## Task item
Select, from the data, each line where "stone" occurs.

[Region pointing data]
○ ○ ○ ○ ○
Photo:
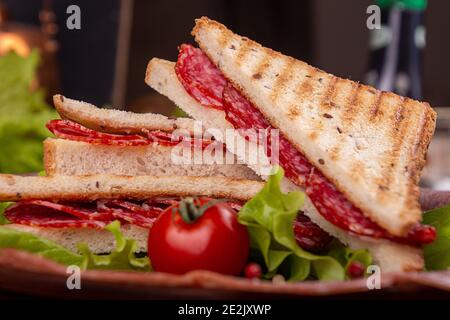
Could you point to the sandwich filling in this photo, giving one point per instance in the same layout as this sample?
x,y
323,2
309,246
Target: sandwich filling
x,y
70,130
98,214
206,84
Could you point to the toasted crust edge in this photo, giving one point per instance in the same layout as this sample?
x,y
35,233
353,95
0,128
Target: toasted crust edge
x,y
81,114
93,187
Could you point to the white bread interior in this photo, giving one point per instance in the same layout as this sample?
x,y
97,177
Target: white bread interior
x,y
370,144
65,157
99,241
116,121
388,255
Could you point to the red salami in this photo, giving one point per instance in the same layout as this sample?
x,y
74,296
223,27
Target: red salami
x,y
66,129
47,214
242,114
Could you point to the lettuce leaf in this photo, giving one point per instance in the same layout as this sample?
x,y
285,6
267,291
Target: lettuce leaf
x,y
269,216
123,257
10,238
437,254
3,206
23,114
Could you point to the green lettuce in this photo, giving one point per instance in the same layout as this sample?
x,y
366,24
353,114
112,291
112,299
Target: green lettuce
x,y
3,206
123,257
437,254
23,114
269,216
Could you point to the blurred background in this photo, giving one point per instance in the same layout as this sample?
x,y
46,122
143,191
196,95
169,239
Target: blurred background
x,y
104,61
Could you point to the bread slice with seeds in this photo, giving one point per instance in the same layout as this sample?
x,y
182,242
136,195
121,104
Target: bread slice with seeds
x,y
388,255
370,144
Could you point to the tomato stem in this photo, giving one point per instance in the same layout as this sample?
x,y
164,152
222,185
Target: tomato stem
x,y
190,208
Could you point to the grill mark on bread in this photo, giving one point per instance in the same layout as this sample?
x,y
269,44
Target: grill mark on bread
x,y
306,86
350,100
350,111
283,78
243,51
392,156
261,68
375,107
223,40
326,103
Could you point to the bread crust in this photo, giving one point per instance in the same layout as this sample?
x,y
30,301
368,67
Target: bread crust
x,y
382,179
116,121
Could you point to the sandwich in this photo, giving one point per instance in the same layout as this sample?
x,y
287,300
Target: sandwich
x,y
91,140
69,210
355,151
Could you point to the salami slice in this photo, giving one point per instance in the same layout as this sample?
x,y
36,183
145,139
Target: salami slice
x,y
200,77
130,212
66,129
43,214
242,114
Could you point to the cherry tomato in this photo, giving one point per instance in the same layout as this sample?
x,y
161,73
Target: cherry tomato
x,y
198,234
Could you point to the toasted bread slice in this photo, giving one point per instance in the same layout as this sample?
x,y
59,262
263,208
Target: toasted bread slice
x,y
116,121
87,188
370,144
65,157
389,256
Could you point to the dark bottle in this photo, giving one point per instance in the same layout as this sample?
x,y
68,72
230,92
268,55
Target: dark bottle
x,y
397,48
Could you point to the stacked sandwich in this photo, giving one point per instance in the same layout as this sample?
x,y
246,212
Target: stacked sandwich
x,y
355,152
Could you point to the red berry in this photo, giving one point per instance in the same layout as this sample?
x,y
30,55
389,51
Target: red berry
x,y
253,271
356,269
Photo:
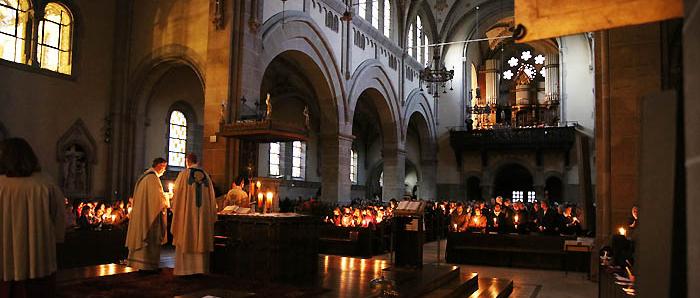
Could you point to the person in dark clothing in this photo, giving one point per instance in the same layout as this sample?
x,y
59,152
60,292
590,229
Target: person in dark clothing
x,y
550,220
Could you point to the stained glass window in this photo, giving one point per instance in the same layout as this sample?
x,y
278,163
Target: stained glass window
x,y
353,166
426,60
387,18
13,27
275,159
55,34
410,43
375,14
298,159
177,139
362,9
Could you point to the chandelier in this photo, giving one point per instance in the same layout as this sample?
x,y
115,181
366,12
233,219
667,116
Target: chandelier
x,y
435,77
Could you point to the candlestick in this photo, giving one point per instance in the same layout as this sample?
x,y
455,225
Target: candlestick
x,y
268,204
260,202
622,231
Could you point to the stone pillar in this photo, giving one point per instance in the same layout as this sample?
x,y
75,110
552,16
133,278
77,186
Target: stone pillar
○ ○ ○ ○ ○
## Your solution
Could you point to the stone pillar in this photo, giving one point per instance in the same layout as this sample?
Target: stone pillar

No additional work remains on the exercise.